[[ Excerpted data open ]]
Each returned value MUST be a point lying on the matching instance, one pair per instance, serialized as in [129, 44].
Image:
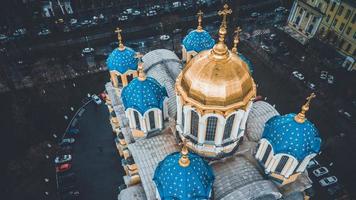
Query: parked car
[63, 159]
[255, 14]
[68, 141]
[312, 163]
[88, 50]
[330, 79]
[73, 131]
[266, 48]
[320, 171]
[63, 167]
[323, 75]
[164, 37]
[328, 181]
[96, 99]
[311, 86]
[298, 75]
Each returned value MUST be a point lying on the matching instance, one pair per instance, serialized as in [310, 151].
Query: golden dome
[216, 80]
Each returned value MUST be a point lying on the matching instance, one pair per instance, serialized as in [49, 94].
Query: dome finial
[200, 19]
[220, 50]
[141, 73]
[184, 160]
[119, 37]
[300, 118]
[236, 39]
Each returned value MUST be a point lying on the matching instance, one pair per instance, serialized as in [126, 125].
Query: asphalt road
[95, 160]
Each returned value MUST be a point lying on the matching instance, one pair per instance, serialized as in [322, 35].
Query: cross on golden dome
[141, 73]
[200, 16]
[226, 11]
[300, 117]
[119, 37]
[184, 160]
[236, 39]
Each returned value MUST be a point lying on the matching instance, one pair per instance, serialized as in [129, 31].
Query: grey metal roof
[134, 192]
[234, 175]
[147, 153]
[260, 113]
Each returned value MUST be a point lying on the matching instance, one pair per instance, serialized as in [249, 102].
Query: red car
[63, 167]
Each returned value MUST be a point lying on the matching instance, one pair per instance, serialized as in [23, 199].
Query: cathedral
[192, 128]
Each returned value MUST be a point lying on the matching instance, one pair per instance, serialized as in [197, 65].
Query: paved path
[95, 160]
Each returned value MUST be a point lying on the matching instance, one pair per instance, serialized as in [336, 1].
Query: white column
[201, 130]
[179, 110]
[219, 131]
[187, 121]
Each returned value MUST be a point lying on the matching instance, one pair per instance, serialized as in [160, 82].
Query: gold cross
[236, 38]
[119, 37]
[226, 11]
[200, 15]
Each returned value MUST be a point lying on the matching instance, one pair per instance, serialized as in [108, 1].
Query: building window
[137, 120]
[194, 123]
[335, 22]
[265, 156]
[151, 117]
[341, 9]
[348, 47]
[281, 164]
[348, 13]
[228, 127]
[211, 128]
[348, 30]
[333, 7]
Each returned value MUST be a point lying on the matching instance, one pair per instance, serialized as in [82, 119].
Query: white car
[88, 50]
[96, 99]
[266, 48]
[323, 75]
[255, 14]
[164, 37]
[330, 79]
[328, 181]
[312, 163]
[298, 75]
[62, 159]
[320, 171]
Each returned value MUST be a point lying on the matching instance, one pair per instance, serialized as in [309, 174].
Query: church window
[137, 120]
[211, 128]
[194, 124]
[281, 164]
[228, 127]
[151, 117]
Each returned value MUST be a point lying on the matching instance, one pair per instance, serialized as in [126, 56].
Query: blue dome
[143, 95]
[247, 61]
[122, 60]
[198, 41]
[290, 137]
[184, 183]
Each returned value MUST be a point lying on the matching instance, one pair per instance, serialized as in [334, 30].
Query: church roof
[122, 60]
[198, 41]
[143, 95]
[290, 137]
[194, 181]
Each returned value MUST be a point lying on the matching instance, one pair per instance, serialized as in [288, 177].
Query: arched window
[137, 120]
[211, 128]
[281, 164]
[265, 156]
[228, 127]
[151, 117]
[194, 123]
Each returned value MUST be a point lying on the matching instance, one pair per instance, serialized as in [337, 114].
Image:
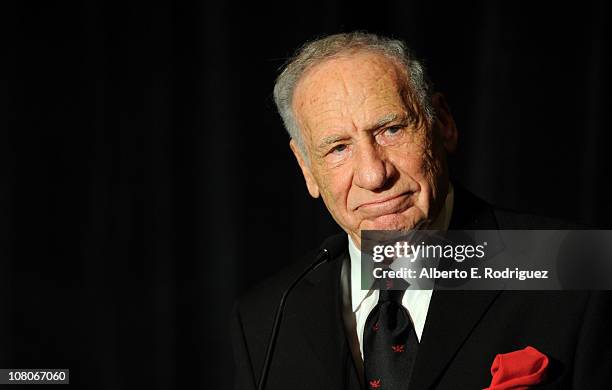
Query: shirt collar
[441, 222]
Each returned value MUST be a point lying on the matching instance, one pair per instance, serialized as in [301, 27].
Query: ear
[313, 187]
[445, 123]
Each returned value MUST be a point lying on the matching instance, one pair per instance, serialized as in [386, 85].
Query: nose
[370, 169]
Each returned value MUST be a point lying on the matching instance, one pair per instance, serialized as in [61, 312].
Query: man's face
[373, 157]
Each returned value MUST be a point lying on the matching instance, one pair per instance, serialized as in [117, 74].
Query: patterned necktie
[389, 344]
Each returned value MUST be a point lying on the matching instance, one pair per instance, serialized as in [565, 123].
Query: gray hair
[315, 52]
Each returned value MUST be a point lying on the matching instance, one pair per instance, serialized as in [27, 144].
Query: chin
[404, 221]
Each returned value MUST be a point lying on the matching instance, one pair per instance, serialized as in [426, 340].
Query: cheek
[335, 186]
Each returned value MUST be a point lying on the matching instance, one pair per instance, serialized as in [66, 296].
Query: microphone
[330, 249]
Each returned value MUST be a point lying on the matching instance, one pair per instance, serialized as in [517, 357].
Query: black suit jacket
[463, 333]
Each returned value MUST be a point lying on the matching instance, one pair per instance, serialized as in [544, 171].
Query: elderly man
[371, 138]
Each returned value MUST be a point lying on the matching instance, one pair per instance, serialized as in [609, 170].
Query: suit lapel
[320, 320]
[452, 315]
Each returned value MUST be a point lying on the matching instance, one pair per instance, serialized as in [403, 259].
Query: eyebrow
[382, 121]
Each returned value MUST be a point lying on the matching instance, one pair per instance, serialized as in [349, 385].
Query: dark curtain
[147, 180]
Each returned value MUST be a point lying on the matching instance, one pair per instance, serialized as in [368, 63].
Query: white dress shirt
[358, 303]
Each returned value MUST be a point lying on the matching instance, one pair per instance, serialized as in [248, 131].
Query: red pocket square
[518, 370]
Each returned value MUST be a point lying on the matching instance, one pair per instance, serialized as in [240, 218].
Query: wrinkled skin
[370, 152]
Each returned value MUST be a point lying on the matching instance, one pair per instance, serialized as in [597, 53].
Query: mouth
[389, 205]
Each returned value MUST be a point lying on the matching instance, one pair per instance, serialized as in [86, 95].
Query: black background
[147, 180]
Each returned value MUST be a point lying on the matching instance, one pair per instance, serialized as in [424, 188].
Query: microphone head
[335, 245]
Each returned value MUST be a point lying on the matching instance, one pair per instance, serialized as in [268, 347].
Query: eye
[339, 149]
[393, 130]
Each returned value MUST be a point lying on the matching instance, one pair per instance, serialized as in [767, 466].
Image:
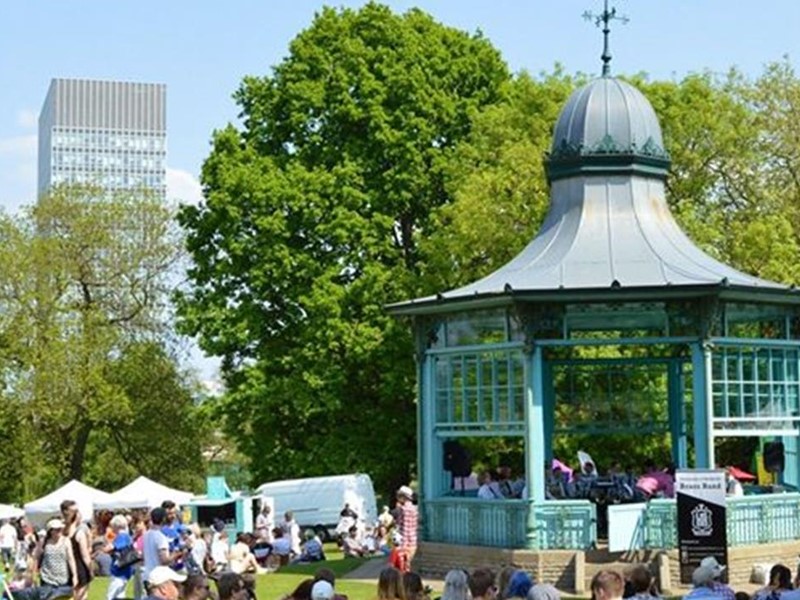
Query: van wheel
[323, 534]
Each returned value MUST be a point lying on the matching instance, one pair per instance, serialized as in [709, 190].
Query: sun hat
[703, 575]
[711, 563]
[322, 590]
[162, 574]
[405, 491]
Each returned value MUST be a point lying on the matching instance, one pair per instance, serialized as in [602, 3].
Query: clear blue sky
[201, 50]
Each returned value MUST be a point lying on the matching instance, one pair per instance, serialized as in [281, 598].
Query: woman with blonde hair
[123, 542]
[390, 585]
[78, 534]
[456, 585]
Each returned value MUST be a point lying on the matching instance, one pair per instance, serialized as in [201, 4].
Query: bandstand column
[677, 416]
[534, 439]
[702, 406]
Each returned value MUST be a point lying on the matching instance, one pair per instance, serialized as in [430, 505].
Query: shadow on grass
[339, 566]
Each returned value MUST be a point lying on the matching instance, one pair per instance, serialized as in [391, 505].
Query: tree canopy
[313, 212]
[389, 156]
[90, 388]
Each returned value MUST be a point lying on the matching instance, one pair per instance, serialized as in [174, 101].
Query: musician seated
[586, 479]
[656, 483]
[558, 488]
[489, 490]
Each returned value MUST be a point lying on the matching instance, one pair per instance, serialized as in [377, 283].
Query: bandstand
[610, 268]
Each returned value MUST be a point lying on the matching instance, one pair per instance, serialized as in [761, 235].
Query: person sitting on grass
[322, 590]
[281, 547]
[390, 585]
[231, 586]
[351, 546]
[240, 559]
[302, 591]
[481, 584]
[312, 549]
[456, 586]
[326, 574]
[196, 588]
[415, 590]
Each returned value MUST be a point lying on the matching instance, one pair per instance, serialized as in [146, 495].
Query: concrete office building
[110, 133]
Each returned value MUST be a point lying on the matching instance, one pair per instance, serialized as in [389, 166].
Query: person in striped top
[407, 526]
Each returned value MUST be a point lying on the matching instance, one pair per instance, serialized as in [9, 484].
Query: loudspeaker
[773, 457]
[457, 459]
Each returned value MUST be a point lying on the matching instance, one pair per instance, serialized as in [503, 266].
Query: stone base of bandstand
[572, 571]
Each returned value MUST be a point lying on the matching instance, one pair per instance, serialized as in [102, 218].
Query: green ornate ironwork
[604, 20]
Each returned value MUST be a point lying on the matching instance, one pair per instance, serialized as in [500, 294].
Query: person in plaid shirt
[407, 526]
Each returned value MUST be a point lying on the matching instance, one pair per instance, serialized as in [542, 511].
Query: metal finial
[605, 19]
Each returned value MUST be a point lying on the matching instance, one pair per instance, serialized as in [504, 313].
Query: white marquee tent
[7, 511]
[87, 498]
[144, 493]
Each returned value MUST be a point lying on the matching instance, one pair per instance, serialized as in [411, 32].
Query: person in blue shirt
[120, 575]
[172, 530]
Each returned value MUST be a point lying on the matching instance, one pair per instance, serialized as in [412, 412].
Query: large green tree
[313, 213]
[85, 281]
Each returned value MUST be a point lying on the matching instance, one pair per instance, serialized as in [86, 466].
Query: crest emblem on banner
[702, 523]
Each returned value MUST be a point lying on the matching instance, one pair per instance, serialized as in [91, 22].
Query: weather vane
[604, 19]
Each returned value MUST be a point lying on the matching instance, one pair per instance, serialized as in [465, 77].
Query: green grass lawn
[273, 586]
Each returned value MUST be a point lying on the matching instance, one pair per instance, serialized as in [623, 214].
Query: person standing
[407, 526]
[120, 574]
[78, 534]
[56, 562]
[8, 544]
[292, 531]
[155, 545]
[607, 585]
[162, 583]
[265, 523]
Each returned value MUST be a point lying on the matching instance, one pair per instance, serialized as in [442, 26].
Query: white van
[317, 501]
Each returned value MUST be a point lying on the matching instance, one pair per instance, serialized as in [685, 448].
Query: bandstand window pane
[480, 327]
[755, 389]
[479, 391]
[765, 321]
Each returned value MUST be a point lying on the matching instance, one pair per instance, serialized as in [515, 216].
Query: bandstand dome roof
[609, 228]
[604, 111]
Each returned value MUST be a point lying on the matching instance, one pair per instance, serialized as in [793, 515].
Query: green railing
[751, 520]
[503, 523]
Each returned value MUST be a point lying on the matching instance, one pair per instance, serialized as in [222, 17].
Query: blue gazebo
[610, 267]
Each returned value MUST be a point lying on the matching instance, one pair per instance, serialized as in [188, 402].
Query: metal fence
[503, 524]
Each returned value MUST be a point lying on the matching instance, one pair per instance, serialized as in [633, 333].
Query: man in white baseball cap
[163, 583]
[407, 526]
[720, 590]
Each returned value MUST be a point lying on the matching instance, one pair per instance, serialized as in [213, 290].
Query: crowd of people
[157, 551]
[168, 560]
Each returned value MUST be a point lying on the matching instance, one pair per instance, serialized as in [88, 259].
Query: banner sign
[702, 530]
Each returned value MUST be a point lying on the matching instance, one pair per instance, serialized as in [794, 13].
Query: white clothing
[153, 543]
[292, 530]
[264, 526]
[8, 536]
[735, 489]
[116, 588]
[282, 546]
[219, 551]
[489, 491]
[386, 519]
[199, 551]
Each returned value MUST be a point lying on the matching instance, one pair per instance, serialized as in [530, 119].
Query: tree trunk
[79, 449]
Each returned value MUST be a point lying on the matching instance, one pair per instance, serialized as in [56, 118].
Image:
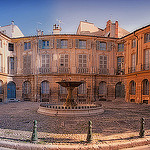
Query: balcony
[145, 67]
[120, 72]
[131, 70]
[2, 70]
[82, 70]
[44, 70]
[103, 71]
[12, 71]
[64, 70]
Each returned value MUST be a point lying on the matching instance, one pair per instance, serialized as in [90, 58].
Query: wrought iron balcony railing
[120, 72]
[44, 70]
[145, 67]
[103, 71]
[82, 70]
[131, 69]
[64, 70]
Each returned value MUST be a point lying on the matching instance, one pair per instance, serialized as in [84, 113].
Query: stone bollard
[89, 134]
[34, 138]
[142, 128]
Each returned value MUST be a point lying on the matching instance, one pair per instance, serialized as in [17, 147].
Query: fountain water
[70, 107]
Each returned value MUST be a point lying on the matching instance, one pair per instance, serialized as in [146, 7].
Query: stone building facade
[108, 66]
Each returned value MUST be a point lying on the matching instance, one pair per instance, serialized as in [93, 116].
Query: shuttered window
[64, 43]
[103, 62]
[82, 61]
[64, 60]
[147, 59]
[27, 64]
[120, 47]
[133, 62]
[1, 63]
[101, 46]
[27, 46]
[147, 37]
[1, 87]
[82, 89]
[45, 61]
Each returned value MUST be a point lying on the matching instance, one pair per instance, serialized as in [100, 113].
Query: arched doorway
[26, 91]
[119, 90]
[45, 91]
[11, 90]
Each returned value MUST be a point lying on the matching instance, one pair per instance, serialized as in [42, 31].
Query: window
[63, 90]
[27, 64]
[64, 60]
[82, 61]
[147, 37]
[120, 47]
[45, 44]
[0, 43]
[145, 87]
[45, 61]
[101, 46]
[133, 43]
[64, 43]
[120, 64]
[45, 87]
[12, 63]
[1, 87]
[10, 47]
[0, 63]
[102, 88]
[133, 62]
[132, 88]
[27, 46]
[26, 87]
[82, 89]
[102, 64]
[81, 44]
[146, 59]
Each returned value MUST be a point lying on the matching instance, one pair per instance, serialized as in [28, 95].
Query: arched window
[82, 89]
[145, 84]
[45, 87]
[102, 88]
[132, 88]
[26, 87]
[1, 87]
[63, 90]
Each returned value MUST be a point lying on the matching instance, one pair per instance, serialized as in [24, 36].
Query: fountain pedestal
[70, 85]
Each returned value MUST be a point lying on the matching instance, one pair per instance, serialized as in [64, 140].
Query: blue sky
[43, 14]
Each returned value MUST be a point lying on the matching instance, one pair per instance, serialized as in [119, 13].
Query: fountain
[70, 107]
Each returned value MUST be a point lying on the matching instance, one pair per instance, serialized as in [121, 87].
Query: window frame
[27, 46]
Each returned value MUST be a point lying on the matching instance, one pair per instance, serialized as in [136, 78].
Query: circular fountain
[70, 107]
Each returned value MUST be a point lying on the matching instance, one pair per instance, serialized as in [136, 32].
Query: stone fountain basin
[80, 110]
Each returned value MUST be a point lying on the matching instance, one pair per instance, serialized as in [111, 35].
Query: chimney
[56, 29]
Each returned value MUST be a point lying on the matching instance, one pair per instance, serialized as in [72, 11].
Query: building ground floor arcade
[45, 89]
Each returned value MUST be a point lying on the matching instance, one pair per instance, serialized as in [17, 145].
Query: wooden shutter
[70, 43]
[51, 43]
[58, 43]
[77, 43]
[40, 44]
[88, 44]
[97, 45]
[109, 46]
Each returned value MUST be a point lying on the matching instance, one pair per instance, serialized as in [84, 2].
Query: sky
[30, 15]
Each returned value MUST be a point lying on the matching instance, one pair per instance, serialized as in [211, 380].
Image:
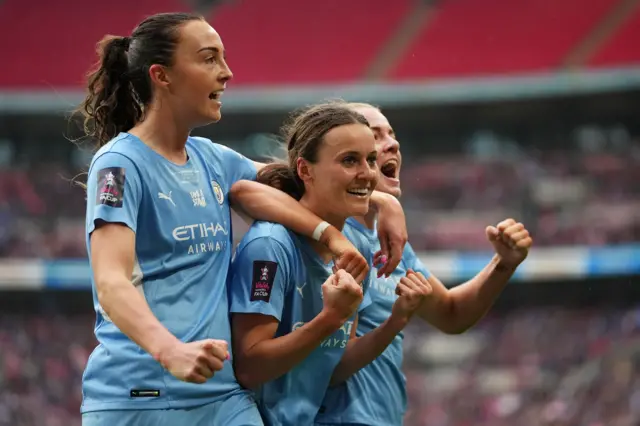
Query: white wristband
[317, 233]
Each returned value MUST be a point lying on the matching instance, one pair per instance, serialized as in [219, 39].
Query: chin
[391, 190]
[215, 117]
[358, 209]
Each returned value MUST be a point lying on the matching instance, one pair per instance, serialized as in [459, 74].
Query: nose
[[ Excerpted data closed ]]
Problem statement: Reproduce the records exactly, starting with their first line and ending with the line that contains "in [108, 1].", though pictures should be dropped.

Written response:
Each returned value MUST be a point lying on the matching instance, one pair per instance, serialized as in [129, 44].
Image:
Query: parked car
[63, 159]
[255, 14]
[68, 141]
[312, 163]
[88, 50]
[330, 79]
[73, 131]
[266, 48]
[320, 171]
[63, 167]
[323, 75]
[164, 37]
[328, 181]
[96, 99]
[311, 86]
[298, 75]
Each returned value MUST be a point lying on the matching instance, one pair per instance, serialized as in [310, 151].
Query: golden dome
[216, 80]
Each returned value MUST be a point lying on the matching instance, one pair per instance, serialized as in [49, 94].
Query: dome finial
[200, 19]
[220, 50]
[141, 73]
[184, 160]
[119, 37]
[300, 118]
[236, 39]
Each returned value MUST be a point lying on the matching instance, one pair per instance, serialized as in [126, 125].
Query: asphalt road
[95, 160]
Each returned value MUST be a point lying on the matching instance, one pair per instance, serialized as in [322, 35].
Query: cross on golden dome
[141, 73]
[200, 16]
[226, 11]
[300, 117]
[119, 37]
[184, 160]
[236, 39]
Each returned value MUST be a point lying on the matching instance, one pair per instance, serialized as in [129, 31].
Query: grey metal roof
[134, 192]
[234, 175]
[147, 153]
[260, 113]
Each returned value MUST be a point lying on the matching instance, one pair per instance, serialized as in [249, 102].
Query: red car
[63, 167]
Each returned value MUST be a point lying on the matching instance, one pair per instance, serialized as in [23, 199].
Query: cathedral
[192, 128]
Each returned value MUST be a point lying on the matching instance, one pair per instance, serialized as in [197, 65].
Query: paved path
[95, 160]
Each returned value MUST be a point lying on the matching instance, one pair per instance, serialized as in [336, 1].
Query: white column
[201, 130]
[179, 110]
[219, 131]
[187, 121]
Each returned value MUST be a point lying on the matching instance, one pair per instance, serialized as in [160, 82].
Query: gold cross
[236, 38]
[119, 37]
[226, 11]
[200, 15]
Each returned value MUST be a point lying on the matching instance, one pair per instance, serialized as in [108, 1].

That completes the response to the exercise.